-------- The input --------

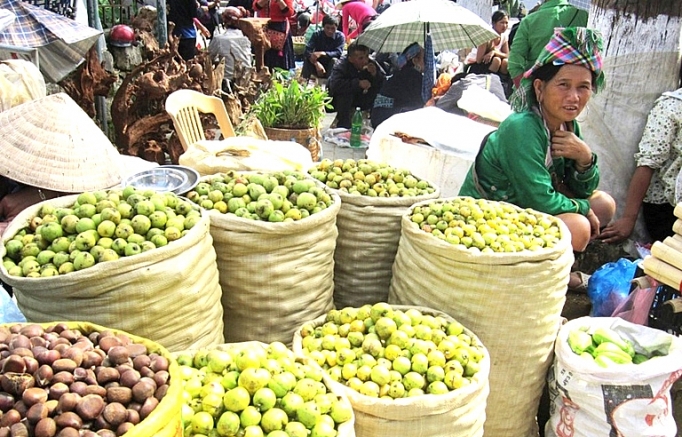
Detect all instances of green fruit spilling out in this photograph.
[567,327,667,368]
[187,171,334,223]
[177,342,353,437]
[299,302,486,398]
[3,187,201,278]
[409,197,562,253]
[308,159,436,197]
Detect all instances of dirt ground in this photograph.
[538,242,682,437]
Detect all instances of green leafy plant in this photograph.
[251,80,331,129]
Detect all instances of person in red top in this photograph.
[339,0,379,41]
[253,0,296,70]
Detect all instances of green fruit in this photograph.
[74,203,97,219]
[97,249,119,262]
[5,240,24,261]
[51,237,71,252]
[223,386,251,413]
[251,387,277,412]
[111,238,128,256]
[191,411,214,435]
[73,252,95,270]
[130,215,151,235]
[135,200,156,217]
[76,191,97,206]
[239,405,262,428]
[123,243,142,256]
[261,408,289,433]
[40,222,64,243]
[164,227,182,240]
[150,235,168,247]
[296,192,317,211]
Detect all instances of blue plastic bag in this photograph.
[0,286,26,323]
[587,258,640,317]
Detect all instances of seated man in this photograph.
[208,6,251,89]
[327,41,386,129]
[301,15,346,79]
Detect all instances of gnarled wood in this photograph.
[59,47,117,118]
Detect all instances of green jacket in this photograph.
[459,112,599,215]
[508,0,587,78]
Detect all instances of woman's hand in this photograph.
[585,208,599,240]
[599,217,637,243]
[551,130,592,168]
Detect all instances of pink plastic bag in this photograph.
[611,276,658,326]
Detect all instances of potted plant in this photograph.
[251,80,331,161]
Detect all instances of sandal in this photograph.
[568,272,591,294]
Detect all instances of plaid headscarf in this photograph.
[511,27,604,112]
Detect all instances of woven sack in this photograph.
[0,195,223,351]
[545,317,682,437]
[293,305,490,437]
[388,199,573,437]
[173,341,355,437]
[334,188,440,308]
[203,176,341,345]
[0,322,183,437]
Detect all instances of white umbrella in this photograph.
[358,0,499,52]
[0,9,17,31]
[0,0,102,83]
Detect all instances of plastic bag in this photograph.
[0,285,26,323]
[587,258,639,317]
[612,276,658,326]
[545,317,682,437]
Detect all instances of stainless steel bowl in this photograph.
[123,167,187,193]
[159,165,201,194]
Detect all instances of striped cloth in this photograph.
[0,0,101,82]
[0,0,97,47]
[422,33,436,102]
[523,28,602,82]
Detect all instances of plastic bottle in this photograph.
[350,107,362,148]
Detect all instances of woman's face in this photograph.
[493,17,509,35]
[533,64,592,131]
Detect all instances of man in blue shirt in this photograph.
[168,0,199,61]
[301,15,346,79]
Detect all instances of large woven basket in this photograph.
[264,127,322,162]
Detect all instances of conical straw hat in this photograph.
[0,93,121,193]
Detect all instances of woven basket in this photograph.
[264,127,322,162]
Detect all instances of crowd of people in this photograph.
[158,0,682,276]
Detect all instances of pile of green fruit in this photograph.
[300,302,485,399]
[410,197,561,253]
[187,171,334,222]
[568,328,660,367]
[3,187,201,278]
[177,342,353,437]
[308,159,436,197]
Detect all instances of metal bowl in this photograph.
[123,167,187,193]
[159,165,201,194]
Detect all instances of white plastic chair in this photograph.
[166,90,235,150]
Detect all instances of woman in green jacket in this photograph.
[459,28,616,288]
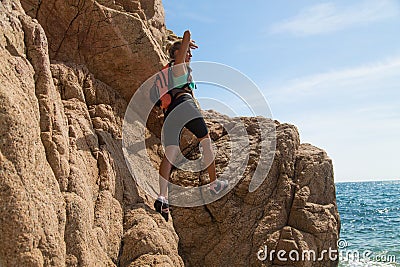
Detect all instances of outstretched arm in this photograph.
[175,30,198,64]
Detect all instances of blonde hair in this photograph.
[168,40,182,59]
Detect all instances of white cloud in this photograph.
[266,57,400,181]
[270,0,400,36]
[268,57,400,101]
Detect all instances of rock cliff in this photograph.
[0,0,340,266]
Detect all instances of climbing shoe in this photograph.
[210,180,229,195]
[154,197,169,222]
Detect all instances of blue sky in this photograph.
[163,0,400,182]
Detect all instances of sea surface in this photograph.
[336,180,400,267]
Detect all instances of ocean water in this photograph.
[336,180,400,267]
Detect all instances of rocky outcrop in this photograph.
[0,0,340,266]
[21,0,166,101]
[172,112,339,267]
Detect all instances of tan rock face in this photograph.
[0,0,340,266]
[172,112,339,267]
[21,0,166,101]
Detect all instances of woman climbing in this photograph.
[154,30,228,221]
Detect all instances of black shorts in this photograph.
[163,94,208,146]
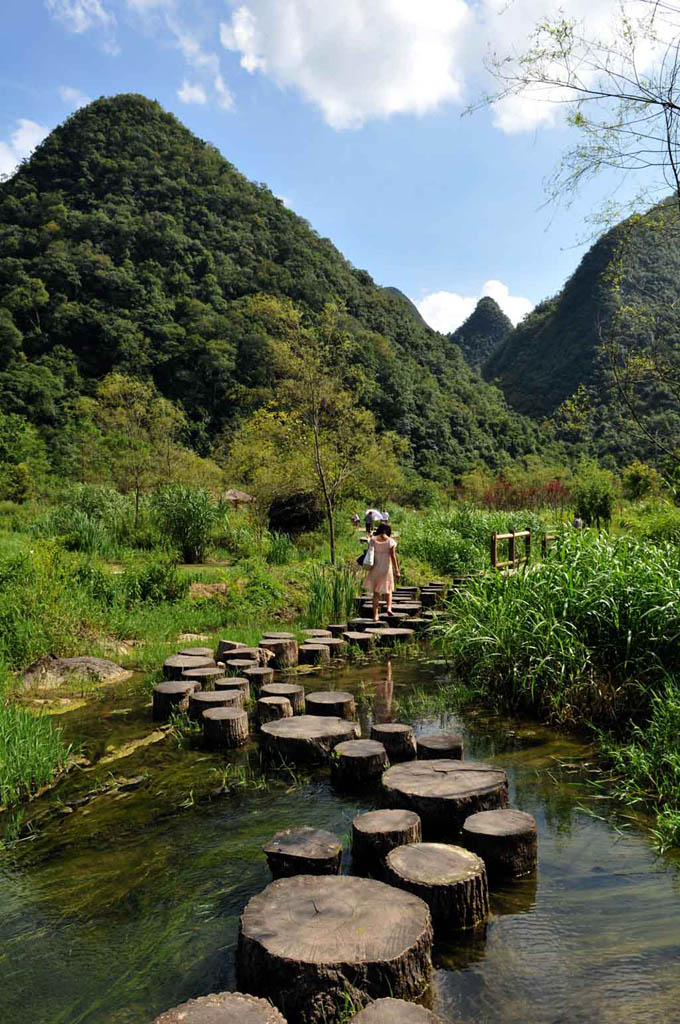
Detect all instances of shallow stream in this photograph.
[0,659,680,1024]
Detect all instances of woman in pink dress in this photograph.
[364,522,401,623]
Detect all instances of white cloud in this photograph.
[59,85,92,111]
[0,118,49,177]
[177,79,208,104]
[416,280,534,334]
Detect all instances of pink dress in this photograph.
[364,537,396,594]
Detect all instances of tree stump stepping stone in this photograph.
[257,696,293,725]
[203,708,248,750]
[463,807,539,879]
[152,679,200,722]
[260,637,298,669]
[261,715,359,764]
[352,809,423,874]
[215,676,250,703]
[182,665,224,686]
[342,630,377,650]
[371,722,416,764]
[382,758,508,836]
[153,992,286,1024]
[188,690,243,722]
[416,732,465,761]
[262,827,342,879]
[243,665,273,688]
[305,690,356,721]
[163,654,215,679]
[331,739,389,793]
[385,843,488,931]
[298,643,331,665]
[237,874,432,1024]
[349,996,445,1024]
[260,683,304,715]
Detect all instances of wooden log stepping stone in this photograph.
[154,992,286,1024]
[215,676,250,703]
[237,874,432,1024]
[416,732,465,761]
[203,708,248,750]
[463,807,539,879]
[261,715,359,764]
[152,679,200,722]
[298,638,331,665]
[182,665,224,687]
[342,630,376,650]
[352,809,423,873]
[260,637,298,669]
[371,722,416,765]
[163,654,215,679]
[305,690,356,721]
[257,697,293,725]
[385,843,488,931]
[382,758,508,836]
[349,996,445,1024]
[260,683,304,715]
[188,690,243,722]
[262,828,342,879]
[331,739,389,793]
[243,665,273,689]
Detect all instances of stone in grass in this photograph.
[349,996,445,1024]
[262,827,342,879]
[352,808,423,874]
[371,722,416,764]
[305,690,356,721]
[463,807,539,879]
[154,992,286,1024]
[385,843,488,931]
[331,739,389,793]
[237,872,432,1024]
[152,679,200,722]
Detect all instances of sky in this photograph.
[0,0,647,331]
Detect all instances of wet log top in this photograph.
[154,992,286,1024]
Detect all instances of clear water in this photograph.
[0,662,680,1024]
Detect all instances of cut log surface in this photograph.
[349,996,447,1024]
[331,739,389,793]
[257,697,293,725]
[463,808,539,878]
[305,690,356,721]
[371,722,416,764]
[152,679,200,722]
[262,828,342,879]
[416,732,465,761]
[298,638,331,665]
[262,715,359,764]
[203,708,248,750]
[260,683,304,715]
[215,676,250,703]
[352,809,423,872]
[237,874,432,1024]
[385,843,488,931]
[163,654,215,679]
[154,992,286,1024]
[188,690,243,722]
[382,758,508,837]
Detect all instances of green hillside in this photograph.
[449,295,512,370]
[0,95,537,480]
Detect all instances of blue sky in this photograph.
[0,0,639,330]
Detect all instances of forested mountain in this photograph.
[0,94,538,480]
[449,295,512,370]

--------

▸ **Exercise brief**:
Could you convert every line of the items above into a JSON list of strings, one string per line, with blank lines and the pictures left out?

▸ **The reply**:
[
  "Detect all instances of green fruit spilling out in this photograph.",
  "[567,327,667,368]",
  "[187,171,334,223]",
  "[177,342,353,437]",
  "[299,302,486,398]",
  "[3,187,201,278]",
  "[409,197,562,253]",
  "[308,159,436,197]",
  "Detect all instances of dirt ground in this photograph.",
  "[538,242,682,437]",
  "Detect all instances of green leafy plant in this photograph.",
  "[251,80,331,129]",
  "Detect all instances of person in red top in this photograph.",
  "[339,0,379,41]",
  "[253,0,296,70]",
  "Detect all instances of green fruit in this photograph.",
  "[74,203,97,219]",
  "[97,249,119,262]",
  "[5,240,24,261]",
  "[51,237,71,252]",
  "[223,386,251,413]",
  "[251,387,277,412]",
  "[111,238,128,256]",
  "[191,411,214,435]",
  "[73,252,95,270]",
  "[130,215,151,235]",
  "[135,200,156,217]",
  "[76,191,97,206]",
  "[239,405,262,428]",
  "[123,243,142,256]",
  "[261,408,289,433]",
  "[40,222,64,243]",
  "[164,227,182,240]",
  "[150,235,168,247]",
  "[296,192,317,211]",
  "Detect all instances of blue plastic bag in this photograph.",
  "[0,286,26,323]",
  "[587,258,640,317]",
  "Detect all instances of seated man in this photograph.",
  "[208,6,251,89]",
  "[327,41,386,129]",
  "[301,15,346,79]",
  "Detect all instances of gnarled wood in this photograph.",
  "[59,47,117,118]",
  "Detect all instances of green jacket in this photograph.",
  "[459,112,599,215]",
  "[508,0,587,78]",
  "Detect all instances of woman's hand in this photograph.",
  "[585,208,599,240]",
  "[599,217,637,243]",
  "[551,130,592,168]",
  "Detect all instances of pink plastic bag in this photograph.",
  "[611,276,658,326]",
  "Detect all instances of potted plant in this photograph.",
  "[251,80,331,161]",
  "Detect all instances of sandal in this photograph.",
  "[568,272,591,294]",
  "Detect all instances of plaid headscarf in this photograph.",
  "[511,27,604,112]",
  "Detect all instances of woven sack in this photograph.",
  "[0,195,223,351]",
  "[545,317,682,437]",
  "[293,305,490,437]",
  "[388,199,573,437]",
  "[173,341,355,437]",
  "[334,188,440,308]",
  "[203,176,341,345]",
  "[0,322,183,437]",
  "Detect all instances of white umbrella in this photograph.",
  "[358,0,499,52]",
  "[0,9,17,31]",
  "[0,0,102,83]",
  "Detect all instances of plastic bag in this photograph.",
  "[0,285,26,323]",
  "[587,258,639,317]",
  "[612,276,658,326]",
  "[545,317,682,437]",
  "Detect all instances of stainless steel bowl in this photograph.",
  "[123,167,187,193]",
  "[159,165,201,194]",
  "Detect all instances of striped cloth in this photograph.",
  "[0,0,101,82]",
  "[0,0,97,47]",
  "[422,33,436,102]",
  "[523,28,602,82]",
  "Detect all instances of plastic bottle in this photograph.",
  "[350,107,362,148]",
  "Detect all instances of woman's face in this photograph.",
  "[493,17,509,35]",
  "[533,64,592,131]",
  "Detect all instances of man in blue shirt in this photograph.",
  "[168,0,199,61]",
  "[301,15,346,79]",
  "Detect all instances of large woven basket in this photograph.",
  "[264,127,322,162]",
  "Detect all instances of conical straw hat in this photograph.",
  "[0,93,121,193]",
  "Detect all instances of woven basket in this photograph.",
  "[264,127,322,162]",
  "Detect all instances of crowd of people in this photograph.",
  "[158,0,682,276]",
  "Detect all instances of pile of green fruit in this photograph.",
  "[300,302,485,399]",
  "[410,197,561,253]",
  "[187,171,334,222]",
  "[568,328,660,367]",
  "[3,187,201,278]",
  "[177,342,353,437]",
  "[308,159,436,197]",
  "Detect all instances of metal bowl in this photograph.",
  "[123,167,187,193]",
  "[159,165,201,194]",
  "Detect all instances of white plastic chair in this photograph.",
  "[166,90,235,150]",
  "Detect all instances of woman in green jacket in this photograph.",
  "[459,28,616,288]",
  "Detect all instances of outstretched arm in this photograph.",
  "[175,30,198,64]",
  "Detect all instances of blonde hair in this photograph.",
  "[168,40,182,59]",
  "Detect all instances of white cloud in this photograph.",
  "[266,57,400,181]",
  "[270,0,400,36]",
  "[268,57,400,101]",
  "Detect all instances of rock cliff in this photograph.",
  "[0,0,340,266]",
  "Detect all instances of climbing shoe in this photograph.",
  "[210,180,229,195]",
  "[154,197,169,222]",
  "Detect all instances of blue sky in this photograph.",
  "[163,0,400,182]",
  "Detect all instances of sea surface in this photograph.",
  "[336,180,400,267]",
  "Detect all instances of ocean water in this photograph.",
  "[336,180,400,267]",
  "Detect all instances of rocky outcrop in this photograph.",
  "[0,0,340,266]",
  "[21,0,166,101]",
  "[172,112,339,267]",
  "Detect all instances of tan rock face in this photograph.",
  "[0,0,340,266]",
  "[172,112,339,267]",
  "[21,0,166,101]",
  "Detect all instances of woman climbing in this photograph.",
  "[154,30,228,221]",
  "Detect all instances of black shorts in this photograph.",
  "[163,94,208,146]",
  "Detect all instances of shallow stream in this photograph.",
  "[0,659,680,1024]",
  "Detect all instances of woman in pink dress in this photograph.",
  "[364,522,401,623]",
  "Detect all instances of white cloud in this photograph.",
  "[59,85,92,111]",
  "[0,118,49,177]",
  "[177,79,208,104]",
  "[416,280,534,334]",
  "Detect all instances of pink dress in this photograph.",
  "[364,537,396,594]",
  "Detect all instances of tree stump stepping stone in this photograph.",
  "[257,696,293,725]",
  "[203,708,248,750]",
  "[463,807,539,879]",
  "[152,679,200,722]",
  "[260,637,298,669]",
  "[261,715,359,764]",
  "[352,809,423,874]",
  "[215,676,250,703]",
  "[182,665,224,686]",
  "[342,630,377,650]",
  "[371,722,416,764]",
  "[382,758,508,836]",
  "[153,992,286,1024]",
  "[188,690,243,722]",
  "[416,732,465,761]",
  "[262,827,342,879]",
  "[243,665,273,688]",
  "[305,690,356,721]",
  "[163,654,215,679]",
  "[331,739,389,793]",
  "[385,843,488,931]",
  "[298,643,331,665]",
  "[237,874,432,1024]",
  "[349,996,445,1024]",
  "[260,683,304,715]",
  "Detect all instances of wooden log stepping stone in this photograph.",
  "[154,992,286,1024]",
  "[215,676,250,703]",
  "[237,874,432,1024]",
  "[416,732,465,761]",
  "[203,708,248,750]",
  "[463,807,539,879]",
  "[261,715,359,764]",
  "[152,679,200,722]",
  "[298,638,331,665]",
  "[182,665,224,687]",
  "[342,630,376,650]",
  "[352,809,423,873]",
  "[260,637,298,669]",
  "[371,722,416,765]",
  "[163,654,215,679]",
  "[305,690,356,721]",
  "[257,697,293,725]",
  "[385,843,488,931]",
  "[382,758,508,836]",
  "[349,996,445,1024]",
  "[260,683,304,715]",
  "[188,690,243,722]",
  "[262,828,342,879]",
  "[331,739,389,793]",
  "[243,665,273,689]",
  "Detect all instances of stone in grass in this photograph.",
  "[349,996,445,1024]",
  "[262,827,342,879]",
  "[352,808,423,874]",
  "[371,722,416,764]",
  "[305,690,356,721]",
  "[463,807,539,879]",
  "[154,992,286,1024]",
  "[385,843,488,931]",
  "[331,739,389,793]",
  "[237,872,432,1024]",
  "[152,679,200,722]",
  "Detect all instances of sky in this photograph.",
  "[0,0,647,331]",
  "Detect all instances of wet log top in this photograph.",
  "[154,992,286,1024]",
  "Detect all instances of clear water in this photograph.",
  "[0,662,680,1024]",
  "Detect all instances of cut log surface in this photograph.",
  "[349,996,447,1024]",
  "[331,739,389,793]",
  "[257,697,293,725]",
  "[463,808,539,878]",
  "[305,690,356,721]",
  "[371,722,416,764]",
  "[152,679,200,722]",
  "[262,828,342,879]",
  "[416,732,465,761]",
  "[298,638,331,665]",
  "[262,715,359,764]",
  "[203,708,248,750]",
  "[260,683,304,715]",
  "[215,676,250,703]",
  "[352,809,423,872]",
  "[237,874,432,1024]",
  "[385,843,488,931]",
  "[163,654,215,679]",
  "[154,992,286,1024]",
  "[188,690,243,722]",
  "[382,758,508,837]",
  "Detect all instances of green hillside in this photograph.",
  "[449,295,512,370]",
  "[0,95,537,480]",
  "Detect all instances of blue sky in this photograph.",
  "[0,0,639,330]",
  "Detect all instances of forested mountain in this photograph.",
  "[0,94,538,480]",
  "[449,295,512,370]"
]